Excerpt from a dataset:
━━━━━━━━━━━━━━━━━━━━━━━━━━━━━━

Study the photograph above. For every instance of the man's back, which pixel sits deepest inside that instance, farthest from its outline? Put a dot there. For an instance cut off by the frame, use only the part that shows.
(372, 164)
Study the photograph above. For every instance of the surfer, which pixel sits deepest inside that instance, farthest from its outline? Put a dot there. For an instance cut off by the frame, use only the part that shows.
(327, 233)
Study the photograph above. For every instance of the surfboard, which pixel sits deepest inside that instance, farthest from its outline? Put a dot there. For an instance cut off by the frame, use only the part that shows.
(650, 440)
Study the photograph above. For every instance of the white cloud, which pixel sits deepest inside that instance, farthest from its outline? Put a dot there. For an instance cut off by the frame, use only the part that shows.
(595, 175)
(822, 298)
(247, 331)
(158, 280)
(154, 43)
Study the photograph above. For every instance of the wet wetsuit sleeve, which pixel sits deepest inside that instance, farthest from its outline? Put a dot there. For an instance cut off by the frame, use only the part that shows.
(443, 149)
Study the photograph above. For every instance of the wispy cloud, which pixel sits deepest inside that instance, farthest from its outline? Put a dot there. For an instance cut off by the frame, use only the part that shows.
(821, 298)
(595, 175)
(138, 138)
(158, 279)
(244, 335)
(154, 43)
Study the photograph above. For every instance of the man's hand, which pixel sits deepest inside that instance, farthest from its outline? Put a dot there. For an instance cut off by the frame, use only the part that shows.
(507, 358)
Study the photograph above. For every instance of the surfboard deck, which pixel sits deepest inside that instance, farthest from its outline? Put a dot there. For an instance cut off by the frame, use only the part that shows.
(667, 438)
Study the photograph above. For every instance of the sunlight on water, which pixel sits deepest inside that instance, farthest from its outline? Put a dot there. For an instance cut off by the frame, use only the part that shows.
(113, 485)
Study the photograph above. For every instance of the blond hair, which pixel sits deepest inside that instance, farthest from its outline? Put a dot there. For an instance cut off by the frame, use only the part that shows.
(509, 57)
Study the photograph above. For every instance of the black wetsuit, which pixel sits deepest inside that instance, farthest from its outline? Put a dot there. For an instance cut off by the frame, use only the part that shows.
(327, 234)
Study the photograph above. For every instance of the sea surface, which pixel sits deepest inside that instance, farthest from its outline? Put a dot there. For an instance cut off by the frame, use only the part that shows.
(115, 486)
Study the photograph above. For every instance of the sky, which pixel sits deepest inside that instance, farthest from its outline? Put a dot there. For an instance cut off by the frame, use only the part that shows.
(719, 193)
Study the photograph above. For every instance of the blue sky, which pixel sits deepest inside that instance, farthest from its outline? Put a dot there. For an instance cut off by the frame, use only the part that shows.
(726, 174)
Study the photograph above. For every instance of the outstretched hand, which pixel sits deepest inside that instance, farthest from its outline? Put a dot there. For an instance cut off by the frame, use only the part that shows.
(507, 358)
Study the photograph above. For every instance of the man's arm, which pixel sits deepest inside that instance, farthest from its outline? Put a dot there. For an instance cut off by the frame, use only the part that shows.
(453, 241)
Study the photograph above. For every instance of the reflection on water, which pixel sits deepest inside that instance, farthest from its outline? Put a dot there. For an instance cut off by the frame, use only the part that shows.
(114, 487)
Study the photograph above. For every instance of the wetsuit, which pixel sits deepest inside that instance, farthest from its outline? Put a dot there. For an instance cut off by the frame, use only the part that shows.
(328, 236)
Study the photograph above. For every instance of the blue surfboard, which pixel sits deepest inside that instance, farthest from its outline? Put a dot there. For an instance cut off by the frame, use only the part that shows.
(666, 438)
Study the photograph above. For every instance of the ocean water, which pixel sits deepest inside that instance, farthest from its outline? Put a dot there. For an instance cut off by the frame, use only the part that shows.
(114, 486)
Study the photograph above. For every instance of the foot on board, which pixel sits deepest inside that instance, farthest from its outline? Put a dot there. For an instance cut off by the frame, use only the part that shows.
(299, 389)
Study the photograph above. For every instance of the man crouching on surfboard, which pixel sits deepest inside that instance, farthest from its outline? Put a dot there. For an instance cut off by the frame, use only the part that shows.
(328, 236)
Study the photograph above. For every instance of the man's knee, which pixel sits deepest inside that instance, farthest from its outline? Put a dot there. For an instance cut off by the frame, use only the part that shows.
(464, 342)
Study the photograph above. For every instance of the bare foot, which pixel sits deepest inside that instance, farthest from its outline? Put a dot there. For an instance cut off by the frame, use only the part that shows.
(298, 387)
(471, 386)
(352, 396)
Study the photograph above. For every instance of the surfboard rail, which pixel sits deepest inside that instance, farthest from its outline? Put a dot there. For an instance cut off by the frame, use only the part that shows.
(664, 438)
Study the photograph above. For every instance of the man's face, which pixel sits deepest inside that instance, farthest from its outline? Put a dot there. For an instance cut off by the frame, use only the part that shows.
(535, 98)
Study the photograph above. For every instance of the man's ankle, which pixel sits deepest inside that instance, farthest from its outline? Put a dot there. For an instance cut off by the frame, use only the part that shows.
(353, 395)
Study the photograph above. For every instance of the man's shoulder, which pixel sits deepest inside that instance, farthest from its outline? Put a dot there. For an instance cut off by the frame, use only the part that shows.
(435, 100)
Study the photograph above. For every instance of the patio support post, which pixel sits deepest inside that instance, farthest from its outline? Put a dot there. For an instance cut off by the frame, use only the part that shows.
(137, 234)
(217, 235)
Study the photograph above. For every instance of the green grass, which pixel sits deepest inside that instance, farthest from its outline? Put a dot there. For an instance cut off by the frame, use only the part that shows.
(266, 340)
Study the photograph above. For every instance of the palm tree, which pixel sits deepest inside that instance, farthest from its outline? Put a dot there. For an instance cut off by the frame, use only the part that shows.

━━━━━━━━━━━━━━━━━━━━━━━━━━━━━━

**EXERCISE DETAILS**
Write out every entry verbatim.

**ANSWER FOR THIS EXERCISE**
Study the photograph above. For every instance of the man's back, which pixel sits deepest inside that instance, farthest from its outline? Put a dot there. For an instance cut off by the frame, use only the part that shows.
(372, 164)
Study the photograph above. For every instance of the surfer, which pixel sits deepest inside that instance, farthest from its outline? Put a dot there. For an instance cut off by the frame, use only the part that shows.
(327, 233)
Study the photograph above. For every instance of the surfboard, which pixel sits deepest inside that instance, farthest from its outline? Put a dot there. For an instance cut off by the frame, use only the part that shows.
(650, 440)
Study the photograph above. For every instance of the white cloud, which pixel sits deepest inside that instance, farthest from its outline? Put a dot there. For an instance cut off by the frame, use only the part that shows.
(595, 175)
(822, 298)
(247, 331)
(158, 280)
(154, 43)
Study the photograph above. For every instance of the wet wetsuit sleeve, which pixel sits deepest inside that instance, farthest from its outline? Put a dot there. For an instance cut off by the frame, use only the part that shows.
(443, 149)
Study the photograph above. For every instance of the wispy cloud, which pixel sits deepest inside that instance, farthest from its outline? Put a dot there. For an instance cut off by the frame, use only the part that shows.
(821, 298)
(595, 175)
(138, 138)
(158, 279)
(244, 335)
(154, 43)
Study the photograph above. For every instance of the man's hand, which pixel sits deepest inside that instance, farthest from its outline? Put a dot there. For an instance cut off by the frame, use only the part that shows.
(507, 358)
Study the photograph above. For every instance of the surfboard deck, which pixel sits deepest inside that instance, farthest from its outline? Put a dot there. For an instance cut off by the frame, use only the part that shows.
(667, 438)
Study the photograph above. For every instance of the sunlight on water, which pixel sits deepest inside that instance, farthest from its outline? Put a dot there. For an instance cut off by the frame, use only the part that shows.
(113, 485)
Study the photograph above. For every instance of the blond hair, which pixel sits deepest inside that instance, farthest from its outline? Put a dot there. For an instance cut off by the frame, use only the part that shows.
(509, 57)
Study the photograph above. For every instance of the black wetsuit, which pixel sits deepest inside that instance, farthest from its outline? Put a dot there. For an instance cut off by the frame, use only the part that shows.
(327, 234)
Study the photograph above. For every instance of the sea surface, which pixel sits deepest inside that instance, farthest from its outline? Put a dot there. For an instance cut off by the frame, use only the part that shows.
(115, 486)
Study the photograph above. For every instance of the sky, which pixel sits deepest inside that instance, farthest from its outline? Put a dot there. For an instance cut off by the frame, use only the part that shows.
(719, 193)
Study the photograph above. For every instance of the blue sky, which pixel sits deepest inside that instance, farthest from its outline? Put a dot there. For an instance cut off by the frame, use only the part that shows.
(726, 174)
Study the photograph above. For every instance of the outstretched hand, which pixel sits deepest inside that instance, farthest from its outline? Put a dot there. For an instance cut off by the frame, use only the part that shows.
(507, 358)
Study the photograph above. For every instance of the man's arm, which pixel sits deepest inside that instance, farthest from its outline? Put a dot there. For an instance cut off by the frame, use only the part that shows.
(453, 241)
Study the photograph above. For every instance of the reflection on water, which pixel sits deepest inside that instance, farthest from its outline? Put a dot there. For an instance cut off by the frame, use only the part that shows.
(114, 487)
Study the photograph above. For every instance of the wetsuit, which pixel sits deepest inside that instance, farthest from its outline? Put a dot there. For an instance cut off by the frame, use only the part that shows.
(328, 236)
Study the photograph above. For every instance of the blue surfboard, which pixel sits deepest inside that instance, farthest from its outline? Put a dot there. For an instance cut off by the frame, use only the part that shows.
(666, 438)
Study the photograph above. For every instance of the ocean water, which pixel sits deepest inside that instance, farthest from its outline? Put a dot there. For an instance cut off by the frame, use only the part that shows.
(114, 486)
Study the photograph above. For every instance of the foot on board, which pixel sits deepest inside that instance, farthest from its outline? Put a dot there. For an instance cut off by the frame, use only the part that shows.
(299, 389)
Study the photograph above. For every instance of the man crouching on surfboard, which pixel sits deepest inside that instance, farthest from its outline? Put a dot there. For an instance cut off by the frame, use only the part that shows.
(328, 236)
Study the photograph above. For every instance of the man's knee, which pixel sits deepest inside that instance, farthest from its outline? Put a dot there. For an instance cut off by the frame, use only the part that shows.
(464, 342)
Study the photograph above. For every instance of the bare foot, which pixel sits deepest inside that instance, farthest from its outline? Put a dot there. For an instance cut off by the frame, use only the part that shows.
(298, 387)
(471, 386)
(352, 396)
Study the photograph above. For every instance of the surfboard rail, which pixel sits deepest inside that instance, farthest from its outline? Put a dot there. For an instance cut off by the frame, use only the part that shows.
(664, 438)
Study the photograph above. For every instance of the man's face, which pixel sits deepest inside that instance, farthest from its outline? Put a dot there. For an instance cut off by the frame, use only the part that shows.
(535, 98)
Study the photograph above. For every instance of the man's ankle, which pixel sits deepest inside that instance, farthest from its outline? Put a dot there. For an instance cut off by the frame, use only the part that shows.
(353, 395)
Study the photograph above. For every instance of the man's shoulder, which pixel sits deepest inside that instance, farthest from its outline? Put a dot there. For an instance cut off by the frame, use only the part that shows.
(435, 100)
Study the photograph above. For every instance of the patio support post, which pixel sits deepest inside that instance, farthest from its outline? Put a dot there. For an instance cut off by the frame, use only the part that shows.
(137, 234)
(217, 235)
Study the photograph above. For every instance of the green grass, which pixel sits deepest inside that instance, farthest from its outline? Put a dot there. For an instance cut off by the frame, use only the part that shows.
(266, 340)
Study the photograph above. For every instance of the palm tree, which pixel sits deepest inside that instance, farthest from its outline? Put a dot there. For an instance cut off by the frame, use only the part that shows.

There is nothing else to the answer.